* Description of the task *
Copy every one of the records below verbatim, omitting the pictures.

----- Exercise inputs -----

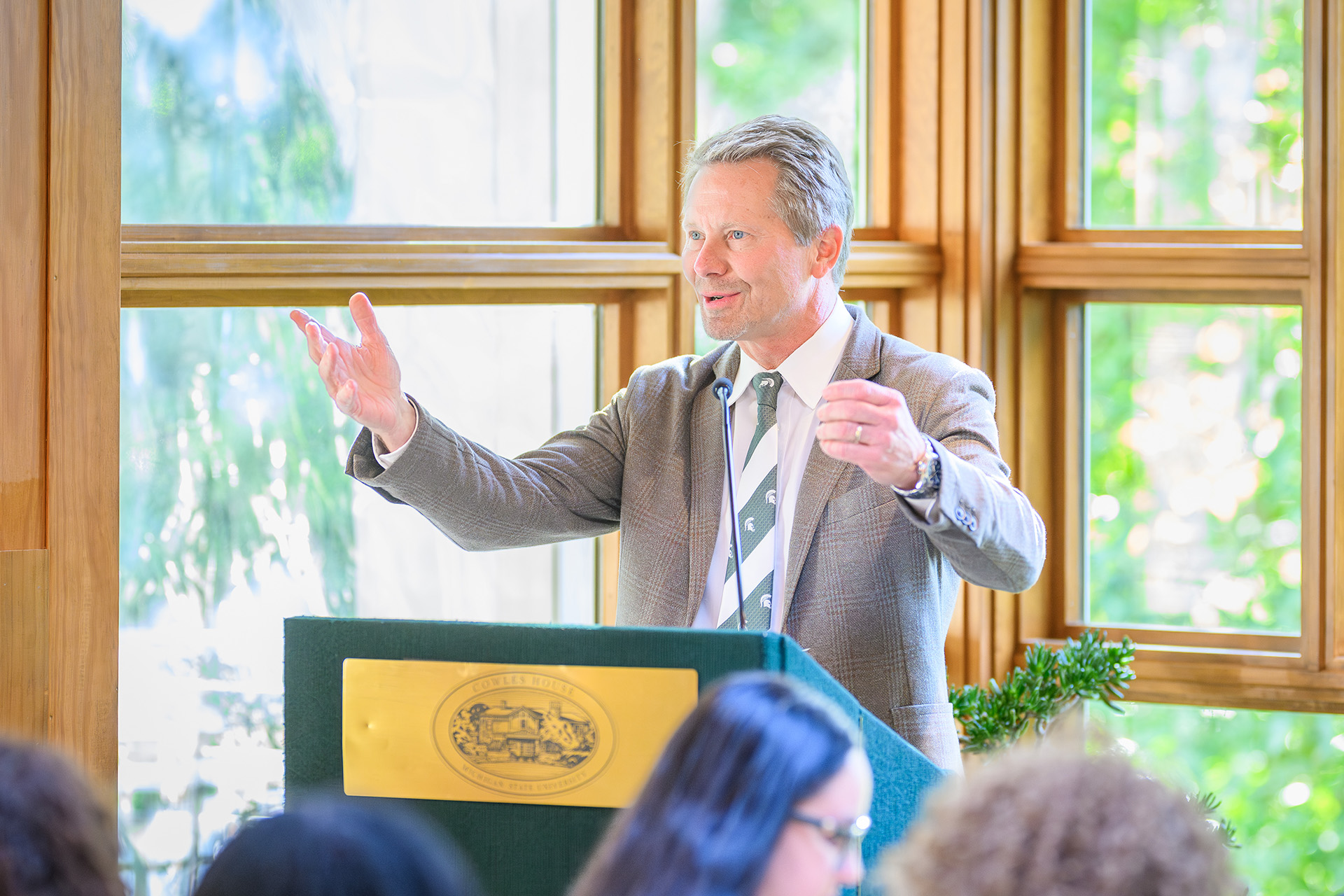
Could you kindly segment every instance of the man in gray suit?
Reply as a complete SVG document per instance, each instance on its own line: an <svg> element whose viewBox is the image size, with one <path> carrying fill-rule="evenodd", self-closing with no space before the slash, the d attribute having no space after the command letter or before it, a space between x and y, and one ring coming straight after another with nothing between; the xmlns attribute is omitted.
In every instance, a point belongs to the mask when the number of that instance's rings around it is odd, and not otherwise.
<svg viewBox="0 0 1344 896"><path fill-rule="evenodd" d="M293 318L336 406L364 424L347 472L468 549L621 532L617 622L793 635L859 701L958 768L943 641L958 576L1021 591L1046 532L999 454L980 371L878 330L840 301L853 196L806 122L766 116L716 134L684 179L683 267L704 357L640 368L586 426L517 458L454 433L401 391L356 293L351 345ZM738 501L722 411L732 382Z"/></svg>

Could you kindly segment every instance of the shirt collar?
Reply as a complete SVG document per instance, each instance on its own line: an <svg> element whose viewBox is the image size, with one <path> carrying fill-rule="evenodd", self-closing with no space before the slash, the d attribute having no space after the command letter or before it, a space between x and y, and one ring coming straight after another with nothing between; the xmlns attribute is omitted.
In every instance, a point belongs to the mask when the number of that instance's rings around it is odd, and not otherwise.
<svg viewBox="0 0 1344 896"><path fill-rule="evenodd" d="M802 403L816 410L821 403L821 390L831 383L844 355L844 347L849 341L849 329L853 318L845 310L843 301L836 301L829 317L817 328L817 332L808 337L808 341L793 349L793 355L784 359L778 371L784 382L802 399ZM751 377L765 371L763 367L746 352L738 351L738 375L732 380L732 395L728 403L738 400L742 392L751 384Z"/></svg>

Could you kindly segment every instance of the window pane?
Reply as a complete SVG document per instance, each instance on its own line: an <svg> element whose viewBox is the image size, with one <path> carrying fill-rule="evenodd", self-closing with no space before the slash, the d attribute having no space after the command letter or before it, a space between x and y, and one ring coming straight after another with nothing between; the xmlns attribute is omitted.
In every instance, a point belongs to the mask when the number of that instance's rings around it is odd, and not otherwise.
<svg viewBox="0 0 1344 896"><path fill-rule="evenodd" d="M1298 631L1301 309L1085 314L1087 621Z"/></svg>
<svg viewBox="0 0 1344 896"><path fill-rule="evenodd" d="M1085 0L1083 226L1302 227L1302 0Z"/></svg>
<svg viewBox="0 0 1344 896"><path fill-rule="evenodd" d="M1222 801L1251 893L1344 891L1344 716L1130 703L1089 717L1159 779Z"/></svg>
<svg viewBox="0 0 1344 896"><path fill-rule="evenodd" d="M126 0L122 220L590 224L597 0Z"/></svg>
<svg viewBox="0 0 1344 896"><path fill-rule="evenodd" d="M324 313L345 329L344 309ZM378 313L406 388L488 447L536 447L594 410L591 305ZM285 617L594 622L591 540L466 553L348 478L356 427L281 309L124 310L121 415L118 774L137 893L185 893L226 830L280 806Z"/></svg>
<svg viewBox="0 0 1344 896"><path fill-rule="evenodd" d="M868 220L867 0L698 0L696 138L757 116L810 121L845 160Z"/></svg>

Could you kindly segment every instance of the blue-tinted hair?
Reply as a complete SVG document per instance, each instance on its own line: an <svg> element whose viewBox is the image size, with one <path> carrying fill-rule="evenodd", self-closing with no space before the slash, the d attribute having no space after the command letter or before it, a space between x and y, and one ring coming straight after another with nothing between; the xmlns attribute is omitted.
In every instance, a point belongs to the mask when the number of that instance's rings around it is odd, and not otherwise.
<svg viewBox="0 0 1344 896"><path fill-rule="evenodd" d="M477 896L456 846L386 809L319 801L253 822L220 850L195 896Z"/></svg>
<svg viewBox="0 0 1344 896"><path fill-rule="evenodd" d="M810 688L730 677L677 728L571 896L753 896L793 806L857 746Z"/></svg>

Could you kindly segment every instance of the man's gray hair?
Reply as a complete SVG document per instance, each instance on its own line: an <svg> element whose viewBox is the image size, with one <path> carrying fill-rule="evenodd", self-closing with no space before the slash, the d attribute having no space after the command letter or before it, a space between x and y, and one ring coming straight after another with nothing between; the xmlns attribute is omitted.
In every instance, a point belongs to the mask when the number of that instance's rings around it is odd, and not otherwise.
<svg viewBox="0 0 1344 896"><path fill-rule="evenodd" d="M844 234L840 258L831 270L836 286L844 279L853 234L853 191L844 160L831 138L801 118L761 116L702 140L681 172L681 193L708 165L766 159L780 171L774 187L774 211L793 232L798 246L806 246L827 227Z"/></svg>

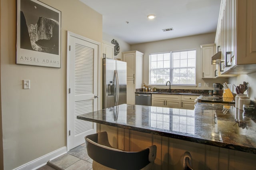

-----

* Correct answer *
Could you kindly segment every instance of the man in gray suit?
Reply as a complete SVG document per instance, each instance on its own line: an <svg> element whose viewBox is the image size, with one <path> carrying fill-rule="evenodd", self-closing with no space before the slash, the d attribute having no space after the command letter or before it, a space between x and y, and one ring coming straight after another with nothing between; the xmlns attribute is omitted.
In every instance, a point belongs to the mask when the number of that instance's rings around it is odd, and not otherwise.
<svg viewBox="0 0 1344 896"><path fill-rule="evenodd" d="M293 318L336 406L364 424L347 472L468 549L621 532L617 622L793 635L859 701L958 768L943 641L958 576L1021 591L1046 532L999 454L980 371L878 330L840 301L853 196L806 122L766 116L716 134L684 179L683 267L704 357L640 368L586 426L517 458L454 433L401 391L356 293L351 345ZM738 501L722 411L732 382Z"/></svg>

Could you kindly segment every instance of the shirt collar?
Reply as a complete SVG document per instance, each instance on its own line: an <svg> element whose viewBox is the image size, with one <path> carrying fill-rule="evenodd", self-closing with no space before the slash, the d attribute having no space after the command letter or before it, a space between x and y, and one ring coming straight after another with nothing between; the xmlns attribute is omitted.
In every instance, a point belongs to the mask when the number of that instance's rings around it is odd, and not otherwise.
<svg viewBox="0 0 1344 896"><path fill-rule="evenodd" d="M802 403L816 410L821 403L821 390L831 383L844 355L844 347L849 341L849 329L853 318L845 310L843 301L836 301L829 317L817 328L817 332L808 337L808 341L793 349L793 355L784 359L778 371L784 382L802 399ZM751 377L765 371L763 367L746 352L738 351L738 375L732 380L732 395L728 403L738 400L742 392L751 384Z"/></svg>

Could you kindly segment every instance of the window pane?
Reply as a complete SVG document per instance, each instance on its own line: an <svg> element whose viewBox is the image size, with one <path> carrying fill-rule="evenodd", self-closing with no space before the slash, the d attribute having no space after the command letter or before it, a space between x and y, and one ring coming straight after another with nothing between; the xmlns attribute is omitted.
In every instance, a point belongs to the mask when the number of that instance's rings around it is odd, and not otherwise.
<svg viewBox="0 0 1344 896"><path fill-rule="evenodd" d="M1298 631L1301 309L1085 314L1087 621Z"/></svg>
<svg viewBox="0 0 1344 896"><path fill-rule="evenodd" d="M1085 0L1083 226L1302 227L1302 0Z"/></svg>
<svg viewBox="0 0 1344 896"><path fill-rule="evenodd" d="M1222 801L1251 893L1344 891L1344 716L1130 703L1089 717L1159 779Z"/></svg>
<svg viewBox="0 0 1344 896"><path fill-rule="evenodd" d="M126 0L122 220L590 224L597 0Z"/></svg>
<svg viewBox="0 0 1344 896"><path fill-rule="evenodd" d="M324 313L345 329L344 309ZM378 313L406 388L488 447L536 447L594 410L591 305ZM285 617L594 622L591 540L466 553L348 478L356 427L281 309L124 310L121 415L118 774L137 893L185 893L226 830L280 806Z"/></svg>
<svg viewBox="0 0 1344 896"><path fill-rule="evenodd" d="M868 220L867 0L698 0L696 138L757 116L810 121L845 160Z"/></svg>

Could you kindly segment every instance of the blue-tinted hair?
Reply as a complete SVG document per instance, each instance on its own line: an <svg> element whose viewBox is the image size, with one <path> carrying fill-rule="evenodd", self-closing with no space before the slash, the d attribute having no space after the command letter or before it, a space between x and y, and one ring coming straight after another with nothing between; the xmlns attribute is omitted.
In every instance, a point belongs to the mask when the number of that instance's rings around it is odd, and not otherwise.
<svg viewBox="0 0 1344 896"><path fill-rule="evenodd" d="M477 896L456 846L386 809L319 801L253 822L220 850L195 896Z"/></svg>
<svg viewBox="0 0 1344 896"><path fill-rule="evenodd" d="M810 688L730 677L677 728L571 896L753 896L793 806L857 746Z"/></svg>

Could you kindly segment every instance of the man's gray hair?
Reply as a complete SVG document per instance, each instance on its own line: an <svg> element whose viewBox is the image size, with one <path> carrying fill-rule="evenodd", self-closing with no space before the slash, the d attribute having no space after the command letter or before it, a space between x and y, and one ring coming straight after another with nothing between; the xmlns attribute is omitted.
In every instance, a point belongs to the mask when the number of that instance's rings around it is odd, and not otherwise.
<svg viewBox="0 0 1344 896"><path fill-rule="evenodd" d="M844 234L840 258L831 270L836 286L844 279L853 234L853 191L844 160L831 138L801 118L761 116L702 140L681 172L681 193L708 165L766 159L780 171L774 187L774 211L793 232L798 246L806 246L827 227Z"/></svg>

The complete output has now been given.